What this exercise asks ::
a – Using the chicken safety article below, state whether each statement agrees with it: (i) the samples tested came from five kinds of seller, four supermarket chains and an independent butcher; (ii) E. coli was found on a larger share of the chicken tested than campylobacter; (iii) at least one supermarket BBQ chicken fell below 60 degrees celsius. Answer yes or no for each, and quote the words of the article that decide it.
b – Carry on the chicken safety article below from its final sentence, writing in the same style.

How safe is the chicken you’re eating?

April 15, 2015

Dangerous bacteria, responsible for countless food poisoning cases around Australia, has been found on more than half of the raw chicken tested by Channel Nine’s A Current Affair (ACA). As an affordable and versatile source of protein, chicken might be a great option for a meal, however it might not always be the safest.

The special investigation into chicken contamination which aired yesterday, saw eighteen samples of various raw chicken cuts purchased from Coles, Woolworths, IGA, Aldi and an independent butcher tested for bacteria contamination. The samples were sent to independent science lab, Biotech Laboratories in Brisbane, and some alarming results were revealed.

Of the raw chicken tested, 60 per cent contained campylobacter bacteria, the largest cause of food poisoning in Australia. Campylobacter, a relatively unknown type of bacteria, has recently made news for contaminating raw chicken in the UK. Also found on 45 per cent of the chicken tested was E. coli, a bacteria normally found in faeces.

General Manager of Biotech Laboratories, Glen Pinna, told ACA that consumers should assume that all raw chicken is contaminated and treat it as such. The bacteria found on the chicken samples have no smell or taste and are invisible to the naked eye. This makes these stealthy bacteria more dangerous and can lead to consumers misinterpreting their contaminated chicken as safe.

While cold chicken must be kept under 5 degrees celsius, all chicken served hot must be kept above 60 degrees celsius. Of the supermarket BBQ chickens tested by ACA, all were safely above the 60 degrees celsius mark. However, chicken bought from a takeaway shop recorded a core temperature of as low as 38 degrees celsius, which puts it in the ‘danger-zone’.

Preventing you and your family from harmful bacteria.

Julie Goodwin, former MasterChef winner, says ‘food safety is paramount in the kitchen and chicken is only dangerous if you don’t know how to handle it”. She explains that cross-contamination is a main cause of people becoming sick from chicken.

Even if you do cook the chicken properly and it is safe, bacteria might still be living on the chopping board, tongs or cloths that the raw chicken came in contact with. If you use cooking utensils or your hands without washing and disinfecting them properly, there is a high chance that the harmful bacteria will spread.

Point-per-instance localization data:
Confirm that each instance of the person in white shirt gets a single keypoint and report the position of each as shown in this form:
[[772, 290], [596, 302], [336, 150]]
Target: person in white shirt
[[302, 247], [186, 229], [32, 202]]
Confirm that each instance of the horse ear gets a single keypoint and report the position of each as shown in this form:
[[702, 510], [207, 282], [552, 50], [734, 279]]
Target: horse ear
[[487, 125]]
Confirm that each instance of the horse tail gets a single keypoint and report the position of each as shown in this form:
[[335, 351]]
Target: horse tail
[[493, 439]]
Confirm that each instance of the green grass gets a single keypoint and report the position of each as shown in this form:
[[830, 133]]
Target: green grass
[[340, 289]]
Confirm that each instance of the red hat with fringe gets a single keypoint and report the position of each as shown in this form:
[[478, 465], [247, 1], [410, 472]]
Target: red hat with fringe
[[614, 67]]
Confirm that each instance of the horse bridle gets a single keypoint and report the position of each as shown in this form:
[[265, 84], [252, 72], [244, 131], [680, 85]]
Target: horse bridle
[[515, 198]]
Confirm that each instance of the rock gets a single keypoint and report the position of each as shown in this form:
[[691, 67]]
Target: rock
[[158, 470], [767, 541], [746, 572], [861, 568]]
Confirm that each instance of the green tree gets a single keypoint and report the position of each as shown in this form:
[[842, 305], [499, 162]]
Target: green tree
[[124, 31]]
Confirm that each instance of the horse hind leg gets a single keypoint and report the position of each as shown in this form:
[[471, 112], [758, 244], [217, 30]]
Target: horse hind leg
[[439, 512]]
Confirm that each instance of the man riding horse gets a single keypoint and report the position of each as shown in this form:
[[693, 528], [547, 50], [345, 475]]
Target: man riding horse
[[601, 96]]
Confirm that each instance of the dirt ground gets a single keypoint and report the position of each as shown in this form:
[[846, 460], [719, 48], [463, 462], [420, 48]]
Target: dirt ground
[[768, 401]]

Answer section ::
a –
(i) Yes: "purchased from Coles, Woolworths, IGA, Aldi and an independent butcher"
(ii) No: "60 per cent contained campylobacter bacteria" and "Also found on 45 per cent of the chicken tested was E. coli"
(iii) No: "Of the supermarket BBQ chickens tested by ACA, all were safely above the 60 degrees celsius mark."

b –
Cooking the chicken greatly reduces the numbers of harmful bacteria however it is not a guarantee of safety. If there are a very high number of bacteria, usually because the chicken was not stored in the correct environment or it was too old, cooking it will reduce the amount of bacteria but not necessarily enough to make it safe to eat. This is why storing and preparing the chicken under the correct conditions is so important.

Unfortunately there is no way to produce sterile chicken completely free from campylobacter bacteria according to Andreas Dubs, Executive Director at Australian Poultry Industries Association. However, reducing the number of harmful bacteria on the raw chicken is possible by practising good biosecurity on the farms and washing the chicken in chlorinated water, he explained to ACA.

Are you suffering from food poisoning?

Food poisoning can affect people in many different ways. Typically you might suffer from vomiting, stomach cramps, diarrhoea, chills and/or fevers that can potentially lead to hospitalisation. Often detecting the cause of the poisoning is very difficult, as the symptoms might not begin to appear until at least two days after exposure.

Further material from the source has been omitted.